◆ **LESEAUSZUG**

┄┄┄┄┄┄┄┄┄┄┄┄┄┄┄┄┄┄┄┄

Struktureller Angriff
Man muss sich das Konzept der Kaffeemarktplätze in etwa so vorstellen: Der Kaffeekonzern tritt an die Röstereien heran und bietet ihnen an, ihren Kaffee auf den Marktplatz zu stellen. Der Vorteil für die Röstereien: Logistik und Marketing wird ihnen aus der Hand genommen. Das genaue Geschäftsmodell gibt Tchibo nicht Preis. Fakt ist, Tchibo verdient mit dem Abverkauf Geld. Felsen vermutet etwa 25 bis 40 Prozent der Margen. Aber wer profitiert am Ende wirklich davon: die kleinen Röstereien oder am Ende doch der Großkonzern?
Felsen sieht die Marktplätze sehr kritisch, er bezeichnet sie als das "Amazon" der Kaffeebranche und möchte Röstereien dafür sensibilisieren, nicht blindlings mitzumachen: "Es ist ein struktureller Angriff auf die kleinen Röstereien. Man gibt zu viel aus den eigenen Händen."
Das sieht Gina Staschke von Tchibo ganz anders, für sie ist der Marktplatz eine zusätzliche Oberfläche für die kleinen Kaffeeröstereien. "Wir möchten, dass die kleinen Röster, die oft nur lokal agieren, von der Reichweite unserer Plattform profitieren können und wollen so dem Thema Speciality Coffee mehr Sichtbarkeit geben", sagt Staschke. "Wir wollen den Verbrauchern eine Anlaufstelle geben, bei der sie sich über jeden Kaffee informieren können."
Felsen ist sich sicher: "Es ist nur sinnvoll, auf einem Marktplatz zu verkaufen, wenn man keine eigenen Ambitionen hat, seinen Kaffee online zu verkaufen oder im Internet gefunden zu werden." Denn, wer einen Spezialitätenkaffee wie Five Elephant oder Black Delight heute googelt, landet nicht auf der Homepage der Rösterei, sondern auf dem Marktplatz von Tchibo.

┄┄┄┄┄┄┄┄┄┄┄┄┄┄┄┄┄┄┄┄

◆ **QUELLENMATERIAL**

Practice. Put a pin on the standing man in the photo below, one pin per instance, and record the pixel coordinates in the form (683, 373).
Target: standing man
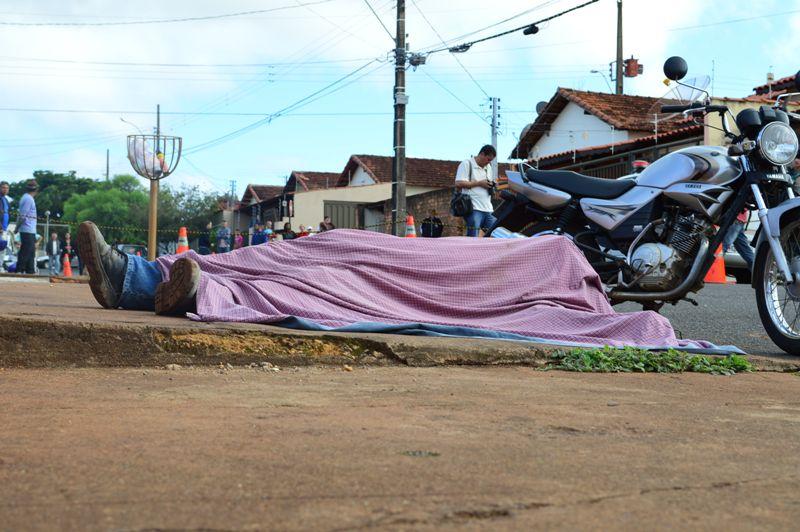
(5, 205)
(54, 250)
(737, 237)
(26, 227)
(474, 177)
(70, 249)
(326, 225)
(223, 238)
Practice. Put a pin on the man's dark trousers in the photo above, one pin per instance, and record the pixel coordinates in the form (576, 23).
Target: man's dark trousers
(27, 253)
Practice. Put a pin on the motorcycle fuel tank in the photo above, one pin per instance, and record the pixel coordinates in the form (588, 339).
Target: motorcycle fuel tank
(706, 164)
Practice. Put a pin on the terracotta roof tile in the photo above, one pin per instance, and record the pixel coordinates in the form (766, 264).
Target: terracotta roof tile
(779, 86)
(622, 111)
(260, 193)
(420, 172)
(315, 180)
(687, 131)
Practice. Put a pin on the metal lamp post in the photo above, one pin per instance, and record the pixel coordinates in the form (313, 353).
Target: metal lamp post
(154, 157)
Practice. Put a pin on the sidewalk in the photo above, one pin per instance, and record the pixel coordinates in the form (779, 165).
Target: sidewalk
(60, 325)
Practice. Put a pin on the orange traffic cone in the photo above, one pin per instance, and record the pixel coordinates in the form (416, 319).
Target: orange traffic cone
(716, 274)
(411, 231)
(183, 241)
(67, 270)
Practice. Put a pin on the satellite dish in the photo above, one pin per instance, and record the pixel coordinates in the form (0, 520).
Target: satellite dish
(525, 130)
(679, 95)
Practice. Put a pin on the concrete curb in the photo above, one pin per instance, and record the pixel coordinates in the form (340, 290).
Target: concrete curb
(41, 343)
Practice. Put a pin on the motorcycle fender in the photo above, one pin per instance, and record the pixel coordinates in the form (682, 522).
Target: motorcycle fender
(777, 217)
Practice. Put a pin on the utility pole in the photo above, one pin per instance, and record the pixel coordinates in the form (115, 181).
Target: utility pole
(152, 240)
(400, 101)
(233, 205)
(620, 75)
(495, 117)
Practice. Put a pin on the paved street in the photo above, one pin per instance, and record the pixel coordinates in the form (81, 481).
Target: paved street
(396, 448)
(726, 314)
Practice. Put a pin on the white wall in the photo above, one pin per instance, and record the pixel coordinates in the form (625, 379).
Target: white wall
(360, 178)
(573, 130)
(309, 207)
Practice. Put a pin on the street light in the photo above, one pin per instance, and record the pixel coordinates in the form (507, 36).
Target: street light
(604, 79)
(154, 157)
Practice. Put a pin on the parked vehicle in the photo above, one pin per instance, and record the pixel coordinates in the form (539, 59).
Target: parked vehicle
(132, 249)
(652, 239)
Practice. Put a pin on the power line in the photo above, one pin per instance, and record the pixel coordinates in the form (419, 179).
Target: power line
(464, 68)
(389, 33)
(734, 21)
(463, 47)
(170, 65)
(454, 95)
(241, 131)
(165, 20)
(521, 14)
(213, 113)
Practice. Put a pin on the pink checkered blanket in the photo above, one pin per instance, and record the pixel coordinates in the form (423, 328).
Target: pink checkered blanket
(540, 288)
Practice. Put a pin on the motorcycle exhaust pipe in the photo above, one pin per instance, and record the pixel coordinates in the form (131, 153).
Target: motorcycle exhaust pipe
(672, 295)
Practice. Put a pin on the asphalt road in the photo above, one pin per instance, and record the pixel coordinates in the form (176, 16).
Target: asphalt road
(726, 315)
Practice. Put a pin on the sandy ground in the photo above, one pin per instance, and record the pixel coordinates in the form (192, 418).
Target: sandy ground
(396, 448)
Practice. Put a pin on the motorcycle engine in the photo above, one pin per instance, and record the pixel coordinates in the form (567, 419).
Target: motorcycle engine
(662, 264)
(659, 263)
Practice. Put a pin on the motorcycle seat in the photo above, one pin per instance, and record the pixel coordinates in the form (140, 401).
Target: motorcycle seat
(583, 186)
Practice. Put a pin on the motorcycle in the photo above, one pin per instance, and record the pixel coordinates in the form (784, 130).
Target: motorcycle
(652, 239)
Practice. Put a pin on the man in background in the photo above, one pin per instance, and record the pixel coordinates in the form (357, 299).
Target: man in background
(223, 238)
(326, 225)
(26, 227)
(5, 205)
(474, 178)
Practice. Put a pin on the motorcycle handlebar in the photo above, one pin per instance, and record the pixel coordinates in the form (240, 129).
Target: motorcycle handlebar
(674, 108)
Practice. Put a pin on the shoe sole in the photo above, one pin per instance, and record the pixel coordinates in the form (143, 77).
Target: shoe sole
(177, 296)
(101, 287)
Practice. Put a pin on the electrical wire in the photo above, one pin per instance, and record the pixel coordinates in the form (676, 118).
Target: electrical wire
(165, 20)
(507, 19)
(267, 119)
(464, 68)
(467, 45)
(389, 33)
(256, 84)
(171, 65)
(454, 95)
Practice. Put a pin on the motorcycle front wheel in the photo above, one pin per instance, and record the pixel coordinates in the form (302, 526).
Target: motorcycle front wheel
(778, 309)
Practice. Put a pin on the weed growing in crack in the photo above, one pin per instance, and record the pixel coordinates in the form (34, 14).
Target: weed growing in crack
(631, 359)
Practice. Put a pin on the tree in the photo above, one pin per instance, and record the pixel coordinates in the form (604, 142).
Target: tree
(54, 190)
(121, 215)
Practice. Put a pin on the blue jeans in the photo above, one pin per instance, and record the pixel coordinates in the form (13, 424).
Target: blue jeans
(479, 220)
(738, 239)
(139, 288)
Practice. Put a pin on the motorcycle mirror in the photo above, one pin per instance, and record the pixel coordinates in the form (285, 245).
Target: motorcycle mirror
(675, 68)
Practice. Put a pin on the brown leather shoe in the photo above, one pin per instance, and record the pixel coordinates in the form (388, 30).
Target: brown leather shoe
(106, 265)
(177, 296)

┄┄┄┄┄┄┄┄┄┄┄┄┄┄┄┄┄┄┄┄

◆ **ARBEITSAUFTRAG A**
Beantworte anhand des Textes über die Kaffeemarktplätze diese Fragen:
(i) Als was bezeichnet Felsen die Marktplätze?
(ii) Welchen Anteil der Margen vermutet Felsen?
(iii) Wo landet laut Text, wer heute einen Spezialitätenkaffee wie Five Elephant oder Black Delight googelt?
◆ **ARBEITSAUFTRAG B**
Gib aus dem Text über die Kaffeemarktplätze den Abschnitt von „Das sieht Gina“ bis einschließlich „Marktplatz von Tchibo.“ wörtlich wieder.
◆ **ARBEITSAUFTRAG C**
Führe den Text über die Kaffeemarktplätze im Anschluss an seinen letzten Satz fort.
Die Datensätze stehen in keinem Zusammenhang mit dem Text über die Kaffeemarktplätze.

◆ **ANTWORTTEIL A**
(i) Als das „Amazon“ der Kaffeebranche.
(ii) Etwa 25 bis 40 Prozent.
(iii) Auf dem Marktplatz von Tchibo, nicht auf der Homepage der Rösterei.

◆ **ANTWORTTEIL B**
Das sieht Gina Staschke von Tchibo ganz anders, für sie ist der Marktplatz eine zusätzliche Oberfläche für die kleinen Kaffeeröstereien. "Wir möchten, dass die kleinen Röster, die oft nur lokal agieren, von der Reichweite unserer Plattform profitieren können und wollen so dem Thema Speciality Coffee mehr Sichtbarkeit geben", sagt Staschke. "Wir wollen den Verbrauchern eine Anlaufstelle geben, bei der sie sich über jeden Kaffee informieren können."
Felsen ist sich sicher: "Es ist nur sinnvoll, auf einem Marktplatz zu verkaufen, wenn man keine eigenen Ambitionen hat, seinen Kaffee online zu verkaufen oder im Internet gefunden zu werden." Denn, wer einen Spezialitätenkaffee wie Five Elephant oder Black Delight heute googelt, landet nicht auf der Homepage der Rösterei, sondern auf dem Marktplatz von Tchibo.

◆ **ANTWORTTEIL C**
Marktplätze als Amazon der Kaffeebranche
Der Kaffeekonzern argumentiert, dass Kundinnen und Kunden vielleicht erst auf ihrem Marktplatz auf einen Spezialitätenkaffee aufmerksam werden, und dann später auf der Homepage der Rösterei bestellen. Dass das höchst unwahrscheinlich ist, weiß jeder, der schon einmal seine Daten bei einem der Marktplätze wie Zalando oder Amazon hinterlegt hat. Man bestellt dort, wo es am bequemsten ist.
Fakt ist, Google bevorzugt die Seiten, die eine hohe Autorität haben. Das heißt, wer nicht explizit eine Kaffeemarke sucht, landet mit großer Wahrscheinlichkeit auf den Seiten der Großkonzerne. Die Seiten der lokalen Röstereien rutschen immer weiter runter. Muss man sich also als Rösterei auf einem Marktplatz einfinden, um die Sichtbarkeit nicht zu verlieren? "Wir sind ja mit den Röstereien im ständigen Austausch", sagt Staschke. "Bislang hat uns noch niemand gesagt, dass sie einen Schaden davon getragen haben, ganz im Gegenteil."
Tchibo versichert, dass sie nicht das "Business der Röstereien ersetzen wollen". "Es soll additiv sein", sagt Staschke. "Wir geben den Röstereien eine Sicherheit und geben ihnen eine Abnahmezusage von Mengen. Tchibo ist ein langfristiger Partner."
Röstereien verlieren Kontakt zu Kunden
Felsen sieht das anders. Indem Röstereien ihre Kaffees auf den Plattformen anbieten, verlieren diese den Kontakt zu ihrer Kundschaft: "Alle großen Plattformen sprechen von Partnerschaft mit den kleinen Röstereien. Im Internet ist es absoluter Standard, dass die Partner mit Backlinks verknüpfen. Das tut aber keine einzige der Plattformen, sie möchten sämtlichen Traffic bei sich behalten und das Geschäft komplett kontrollieren."
Am Ende ist das Ziel der Marktplätze, wirtschaftlich zu sein und die eigenen Kaffees zu verkaufen oder die, die am gefragtesten sind. Andere werden dann unsichtbar, befürchtet der Kaffeeröster Felsen: "Roastmarket hat eigene Marken etabliert, die in der Suche nach Kaffees bevorzugt angezeigt werden. Melitta imitiert damit den Charakter von verschiedenen kleinen Röstereien."
Gibt es einen besseren Weg? "Wenn eine Plattform wie diese demokratisch und gemeinschaftlich aufgezogen würde, dann ja", sagt Felsen. "Wenn jeder transparent Einblicke in interne Kaffeesuchen und Algorithmen erhalten würde. Aber das wäre eine ideale Kaffeewelt und die gibt es nicht, außer wir erschaffen sie selber."